• [ENTRIES SHOWN]:
------------------------------------------------

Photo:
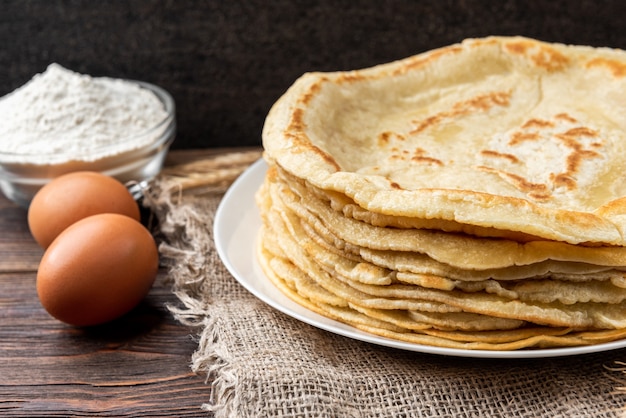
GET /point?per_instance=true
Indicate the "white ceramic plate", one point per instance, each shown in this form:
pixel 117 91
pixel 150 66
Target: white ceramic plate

------------------------------------------------

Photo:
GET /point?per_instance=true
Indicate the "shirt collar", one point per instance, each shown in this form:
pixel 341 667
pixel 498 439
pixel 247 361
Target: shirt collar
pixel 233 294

------------------------------------------------

• [GIVEN REQUEST]: Locate each line in the rows above that contains the word "white", and copy every such line in full.

• [CORRECT RESPONSE]:
Indicate the "white ceramic plate", one point per instance, each shown in this form:
Target: white ceramic plate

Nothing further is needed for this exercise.